PASSAGE.
Wednesday, January 4, 2012

Hypothesis: Microbes Generate Toxins of Power - 5

For a hypothesis to be valid it must be falsifiable, and it must make predictions or explanations which match experimental or other data.

So, near the end of this post, I will propose some follow up research and/or experiments to do just that.

I will also suggest what those experiments and/or research efforts should show, so as to make it easier to test whether or not The Hypothesis is viable enough to pursue further.

But first, let's bring the history of The Hypothesis up to date.

Prions have been eliminated from The Hypothesis as a source for the toxins of power, thus we are left with either microbes or phages as originators of a toxin of power.

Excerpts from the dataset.
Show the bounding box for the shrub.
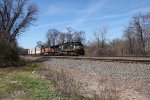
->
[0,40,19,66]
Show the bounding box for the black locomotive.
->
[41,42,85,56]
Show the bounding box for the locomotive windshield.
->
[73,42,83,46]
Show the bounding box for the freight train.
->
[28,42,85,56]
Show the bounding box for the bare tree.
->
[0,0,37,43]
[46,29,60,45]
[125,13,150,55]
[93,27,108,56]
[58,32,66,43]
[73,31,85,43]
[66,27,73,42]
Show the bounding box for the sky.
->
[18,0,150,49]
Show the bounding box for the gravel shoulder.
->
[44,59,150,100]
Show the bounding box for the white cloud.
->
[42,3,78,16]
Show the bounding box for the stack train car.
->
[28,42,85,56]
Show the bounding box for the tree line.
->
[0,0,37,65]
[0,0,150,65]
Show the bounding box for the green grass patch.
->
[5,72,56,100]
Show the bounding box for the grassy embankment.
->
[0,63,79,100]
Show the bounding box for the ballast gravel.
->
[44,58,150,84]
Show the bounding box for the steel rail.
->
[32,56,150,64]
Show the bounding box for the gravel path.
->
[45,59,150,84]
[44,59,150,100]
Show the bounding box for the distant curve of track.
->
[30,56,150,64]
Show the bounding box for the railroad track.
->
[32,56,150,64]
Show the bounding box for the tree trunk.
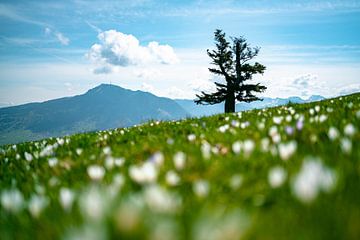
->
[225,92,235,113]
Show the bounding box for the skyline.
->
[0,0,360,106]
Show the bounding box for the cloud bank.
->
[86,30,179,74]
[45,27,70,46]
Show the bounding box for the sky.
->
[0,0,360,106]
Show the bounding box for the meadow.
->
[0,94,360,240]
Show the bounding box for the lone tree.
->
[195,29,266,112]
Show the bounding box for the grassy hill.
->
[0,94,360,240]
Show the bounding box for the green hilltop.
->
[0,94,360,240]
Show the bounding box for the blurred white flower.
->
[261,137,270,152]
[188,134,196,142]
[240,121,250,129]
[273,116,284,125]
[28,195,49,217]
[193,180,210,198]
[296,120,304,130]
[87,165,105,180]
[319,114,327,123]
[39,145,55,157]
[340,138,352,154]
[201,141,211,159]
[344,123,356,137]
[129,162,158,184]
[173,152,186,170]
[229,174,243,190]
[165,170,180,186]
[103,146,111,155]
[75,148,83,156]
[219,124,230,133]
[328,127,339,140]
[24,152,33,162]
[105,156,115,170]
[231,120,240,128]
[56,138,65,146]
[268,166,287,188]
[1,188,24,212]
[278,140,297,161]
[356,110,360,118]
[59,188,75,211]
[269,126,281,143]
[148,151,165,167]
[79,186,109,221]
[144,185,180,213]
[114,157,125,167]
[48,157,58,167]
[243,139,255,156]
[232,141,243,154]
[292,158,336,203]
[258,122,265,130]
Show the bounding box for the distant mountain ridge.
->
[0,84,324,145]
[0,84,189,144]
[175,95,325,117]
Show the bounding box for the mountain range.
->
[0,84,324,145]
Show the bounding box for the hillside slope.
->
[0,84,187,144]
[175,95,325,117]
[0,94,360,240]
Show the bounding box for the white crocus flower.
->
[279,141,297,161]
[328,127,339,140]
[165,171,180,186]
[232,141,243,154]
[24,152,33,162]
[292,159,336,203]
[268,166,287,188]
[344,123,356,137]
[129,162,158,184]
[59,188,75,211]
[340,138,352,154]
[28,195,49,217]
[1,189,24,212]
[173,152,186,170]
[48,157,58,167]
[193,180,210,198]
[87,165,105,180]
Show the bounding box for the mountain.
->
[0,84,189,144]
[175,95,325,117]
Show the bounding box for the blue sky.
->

WHAT TO WORK ON.
**1)** How would you translate this sentence from the microbial toxins post above into Spanish: "For a hypothesis to be valid it must be falsifiable, and it must make predictions or explanations which match experimental or other data."?
**2)** Answer these questions from the microbial toxins post above:
(a) What date appears at the top of the post?
(b) What does the writer promise to propose near the end of the post?
(c) What has been eliminated from The Hypothesis as a source for the toxins of power?

SET OF ANSWERS.
**1)** Para que una hipótesis sea válida, debe ser falsable y debe hacer predicciones o dar explicaciones que coincidan con datos experimentales o de otro tipo.

**2)**
(a) Wednesday, January 4, 2012
(b) Follow-up research and/or experiments
(c) Prions